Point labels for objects
>> begin

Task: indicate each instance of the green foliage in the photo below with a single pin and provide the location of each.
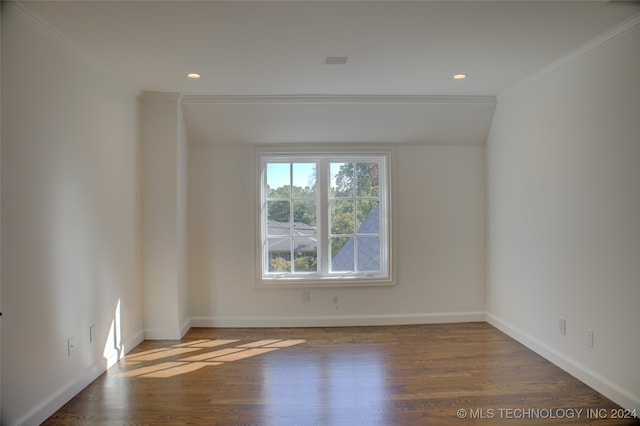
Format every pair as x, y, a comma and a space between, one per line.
306, 264
279, 264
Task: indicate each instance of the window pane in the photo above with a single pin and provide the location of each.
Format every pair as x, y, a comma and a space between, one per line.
278, 180
342, 254
304, 217
368, 180
279, 252
367, 217
368, 254
306, 255
278, 217
342, 217
342, 179
304, 180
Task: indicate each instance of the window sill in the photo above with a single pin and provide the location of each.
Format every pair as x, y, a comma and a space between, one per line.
329, 282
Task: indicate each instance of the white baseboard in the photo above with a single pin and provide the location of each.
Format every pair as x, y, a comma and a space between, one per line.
337, 320
167, 334
609, 389
46, 408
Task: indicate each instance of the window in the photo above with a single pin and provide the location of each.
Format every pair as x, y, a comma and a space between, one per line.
324, 219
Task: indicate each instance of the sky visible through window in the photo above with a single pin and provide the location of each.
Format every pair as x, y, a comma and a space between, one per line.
278, 174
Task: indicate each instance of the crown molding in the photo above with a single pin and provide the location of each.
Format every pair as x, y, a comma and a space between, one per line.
161, 96
53, 33
615, 32
340, 99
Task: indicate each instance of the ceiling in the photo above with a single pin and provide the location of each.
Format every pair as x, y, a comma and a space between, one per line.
264, 77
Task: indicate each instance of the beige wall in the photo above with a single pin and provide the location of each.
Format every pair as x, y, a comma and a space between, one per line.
438, 232
564, 204
70, 220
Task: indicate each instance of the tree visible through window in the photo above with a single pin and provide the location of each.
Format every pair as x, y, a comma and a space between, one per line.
324, 217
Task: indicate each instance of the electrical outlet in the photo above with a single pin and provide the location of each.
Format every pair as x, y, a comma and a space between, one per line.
589, 339
71, 345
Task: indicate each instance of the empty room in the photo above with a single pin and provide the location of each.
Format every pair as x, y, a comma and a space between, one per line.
320, 212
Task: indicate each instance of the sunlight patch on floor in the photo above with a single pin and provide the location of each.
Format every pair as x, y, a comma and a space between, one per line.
147, 367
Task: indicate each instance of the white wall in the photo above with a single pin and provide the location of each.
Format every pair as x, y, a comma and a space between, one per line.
70, 220
164, 218
564, 211
439, 219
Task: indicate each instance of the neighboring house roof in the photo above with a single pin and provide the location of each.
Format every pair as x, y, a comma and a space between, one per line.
368, 247
306, 245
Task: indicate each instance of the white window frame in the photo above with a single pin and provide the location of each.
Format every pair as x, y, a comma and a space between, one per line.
324, 278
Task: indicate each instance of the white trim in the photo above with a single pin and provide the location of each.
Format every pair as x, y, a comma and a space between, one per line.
162, 334
340, 99
323, 155
185, 327
337, 320
601, 384
617, 31
42, 411
161, 96
53, 33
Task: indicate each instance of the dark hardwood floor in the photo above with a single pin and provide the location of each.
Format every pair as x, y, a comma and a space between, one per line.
438, 374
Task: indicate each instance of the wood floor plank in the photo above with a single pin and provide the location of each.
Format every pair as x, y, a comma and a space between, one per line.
441, 374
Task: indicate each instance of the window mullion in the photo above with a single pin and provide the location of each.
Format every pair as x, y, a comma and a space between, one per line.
325, 210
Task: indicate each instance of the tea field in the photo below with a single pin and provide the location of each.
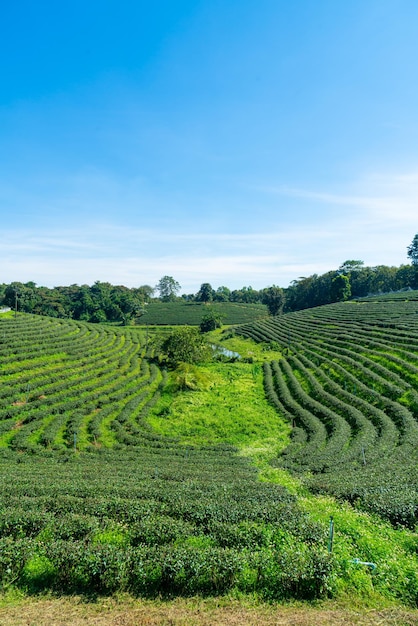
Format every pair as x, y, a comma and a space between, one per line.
347, 382
95, 500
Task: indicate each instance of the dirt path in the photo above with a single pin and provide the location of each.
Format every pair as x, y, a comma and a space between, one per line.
127, 612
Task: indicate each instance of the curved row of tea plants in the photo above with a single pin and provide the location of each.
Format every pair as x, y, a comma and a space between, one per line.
66, 384
348, 383
155, 521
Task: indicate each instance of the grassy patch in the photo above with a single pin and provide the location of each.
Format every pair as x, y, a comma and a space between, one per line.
233, 410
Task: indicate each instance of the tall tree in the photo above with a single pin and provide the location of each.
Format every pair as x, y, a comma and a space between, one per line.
168, 288
273, 298
413, 251
185, 345
340, 288
205, 293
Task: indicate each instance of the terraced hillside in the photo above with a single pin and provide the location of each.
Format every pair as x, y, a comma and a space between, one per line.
348, 383
66, 384
92, 500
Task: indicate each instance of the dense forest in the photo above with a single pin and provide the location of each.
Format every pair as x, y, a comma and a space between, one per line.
103, 302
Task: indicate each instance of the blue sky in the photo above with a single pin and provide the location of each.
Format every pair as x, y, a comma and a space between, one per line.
236, 142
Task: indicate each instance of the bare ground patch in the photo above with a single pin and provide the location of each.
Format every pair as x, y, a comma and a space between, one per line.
192, 612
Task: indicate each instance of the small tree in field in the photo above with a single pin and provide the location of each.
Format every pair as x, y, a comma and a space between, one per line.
273, 297
185, 345
168, 288
340, 288
413, 251
210, 321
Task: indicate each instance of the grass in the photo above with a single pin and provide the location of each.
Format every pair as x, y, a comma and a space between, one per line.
225, 611
234, 410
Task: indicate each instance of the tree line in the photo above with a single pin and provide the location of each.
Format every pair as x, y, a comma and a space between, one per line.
103, 302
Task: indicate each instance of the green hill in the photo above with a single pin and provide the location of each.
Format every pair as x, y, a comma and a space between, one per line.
114, 480
172, 313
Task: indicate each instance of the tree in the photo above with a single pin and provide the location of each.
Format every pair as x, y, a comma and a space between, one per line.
413, 251
185, 345
211, 320
222, 294
205, 293
168, 288
340, 288
350, 266
273, 298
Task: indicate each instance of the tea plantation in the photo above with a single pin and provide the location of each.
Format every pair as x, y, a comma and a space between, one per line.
94, 500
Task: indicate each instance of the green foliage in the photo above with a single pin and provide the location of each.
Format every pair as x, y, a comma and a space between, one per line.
347, 382
190, 313
187, 376
211, 320
413, 251
274, 298
185, 345
340, 288
168, 288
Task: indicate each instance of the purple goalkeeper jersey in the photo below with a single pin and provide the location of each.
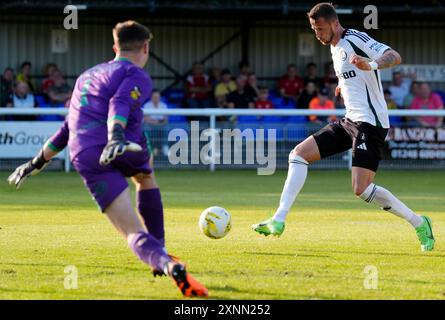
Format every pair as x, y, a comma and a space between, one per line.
113, 90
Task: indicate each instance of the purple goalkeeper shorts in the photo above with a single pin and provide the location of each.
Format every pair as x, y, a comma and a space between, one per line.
106, 183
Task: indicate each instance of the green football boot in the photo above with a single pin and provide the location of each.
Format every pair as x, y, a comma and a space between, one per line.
269, 227
425, 234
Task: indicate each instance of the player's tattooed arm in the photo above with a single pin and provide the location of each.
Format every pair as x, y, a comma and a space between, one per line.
389, 59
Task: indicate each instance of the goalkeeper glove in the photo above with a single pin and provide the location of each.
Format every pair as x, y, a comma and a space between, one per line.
117, 146
31, 168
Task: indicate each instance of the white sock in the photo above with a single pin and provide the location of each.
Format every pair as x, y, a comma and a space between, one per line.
296, 176
387, 201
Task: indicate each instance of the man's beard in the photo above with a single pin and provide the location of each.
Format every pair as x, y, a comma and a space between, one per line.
326, 43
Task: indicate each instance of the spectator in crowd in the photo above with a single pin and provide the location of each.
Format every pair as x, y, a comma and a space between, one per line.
400, 87
309, 92
389, 101
330, 78
198, 87
23, 98
222, 90
414, 91
244, 71
311, 76
25, 76
215, 79
6, 87
48, 71
263, 101
251, 86
157, 123
322, 102
239, 98
60, 92
291, 85
427, 100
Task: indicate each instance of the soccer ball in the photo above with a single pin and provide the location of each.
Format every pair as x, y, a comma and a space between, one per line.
215, 222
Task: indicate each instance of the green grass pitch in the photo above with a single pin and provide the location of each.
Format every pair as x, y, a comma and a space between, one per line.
330, 238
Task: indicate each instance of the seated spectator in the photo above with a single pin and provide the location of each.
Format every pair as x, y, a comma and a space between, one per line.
414, 91
222, 90
389, 101
251, 86
291, 85
330, 78
60, 92
6, 87
263, 101
23, 98
427, 100
48, 72
198, 87
25, 76
400, 87
244, 71
311, 76
157, 123
309, 92
215, 77
239, 98
339, 102
322, 102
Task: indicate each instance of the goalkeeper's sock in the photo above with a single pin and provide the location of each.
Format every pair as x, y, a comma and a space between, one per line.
296, 176
149, 204
388, 202
150, 251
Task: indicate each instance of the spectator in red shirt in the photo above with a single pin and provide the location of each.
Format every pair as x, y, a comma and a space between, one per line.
322, 102
291, 85
244, 69
251, 86
263, 101
198, 87
309, 92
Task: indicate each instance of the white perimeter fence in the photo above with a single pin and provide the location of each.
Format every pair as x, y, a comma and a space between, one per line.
407, 146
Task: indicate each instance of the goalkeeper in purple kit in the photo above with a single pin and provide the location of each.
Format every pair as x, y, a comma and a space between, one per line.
104, 133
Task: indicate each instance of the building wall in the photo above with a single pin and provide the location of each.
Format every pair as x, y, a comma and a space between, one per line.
272, 44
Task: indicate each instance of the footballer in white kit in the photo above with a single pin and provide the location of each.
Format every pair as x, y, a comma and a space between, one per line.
357, 59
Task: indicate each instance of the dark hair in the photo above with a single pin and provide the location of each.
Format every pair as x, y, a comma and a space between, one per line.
243, 64
324, 10
131, 35
24, 64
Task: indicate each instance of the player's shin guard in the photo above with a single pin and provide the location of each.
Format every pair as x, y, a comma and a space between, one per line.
296, 176
150, 251
388, 202
149, 205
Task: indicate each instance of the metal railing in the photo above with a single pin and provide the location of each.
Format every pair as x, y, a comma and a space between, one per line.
213, 113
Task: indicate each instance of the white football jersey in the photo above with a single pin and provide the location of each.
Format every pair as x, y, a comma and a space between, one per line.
362, 91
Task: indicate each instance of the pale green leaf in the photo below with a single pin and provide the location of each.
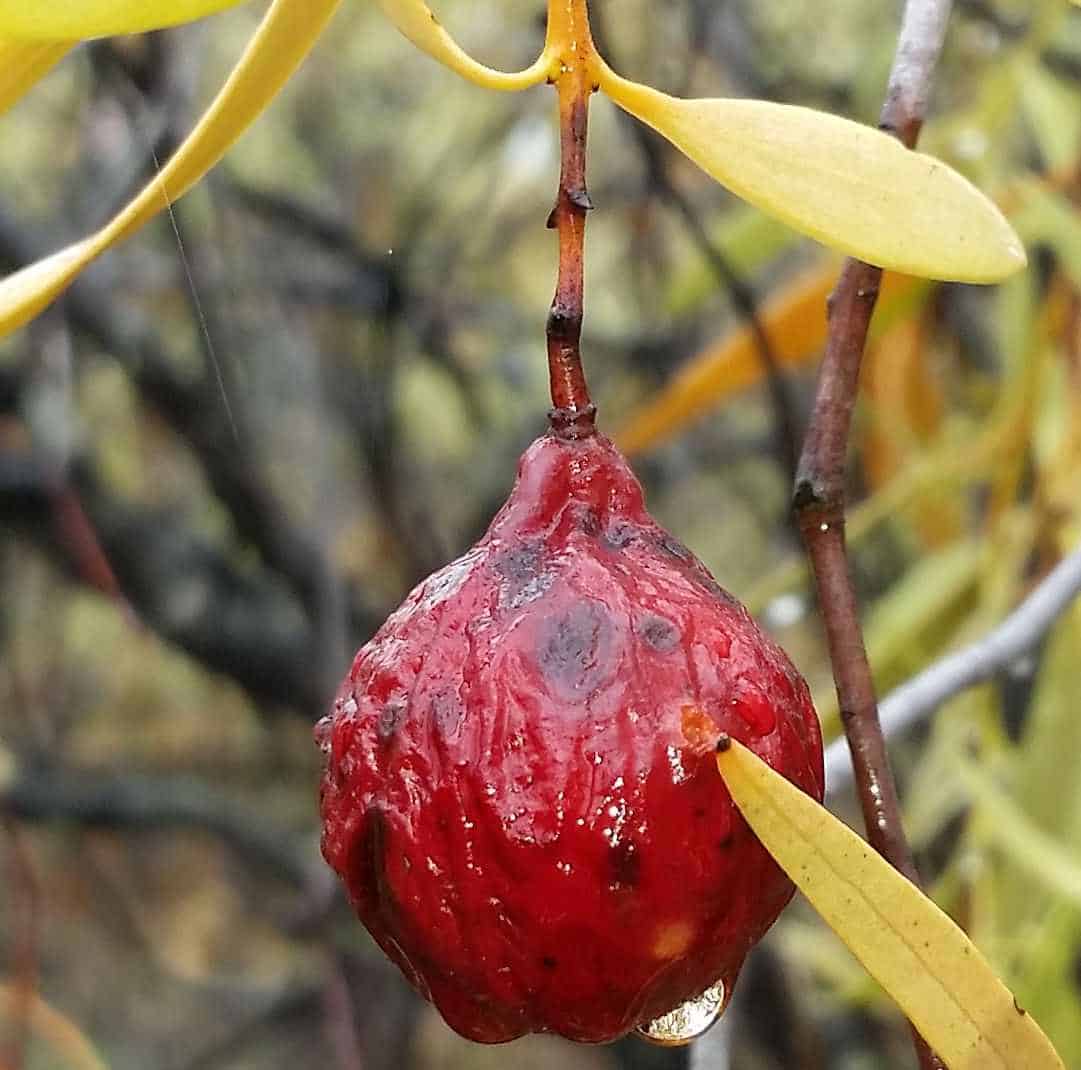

>> end

> **WORK TO COMPLETE**: Count the rows above that contain the string "foliage", and reply with the number alone.

> **THE SOLUTION**: 2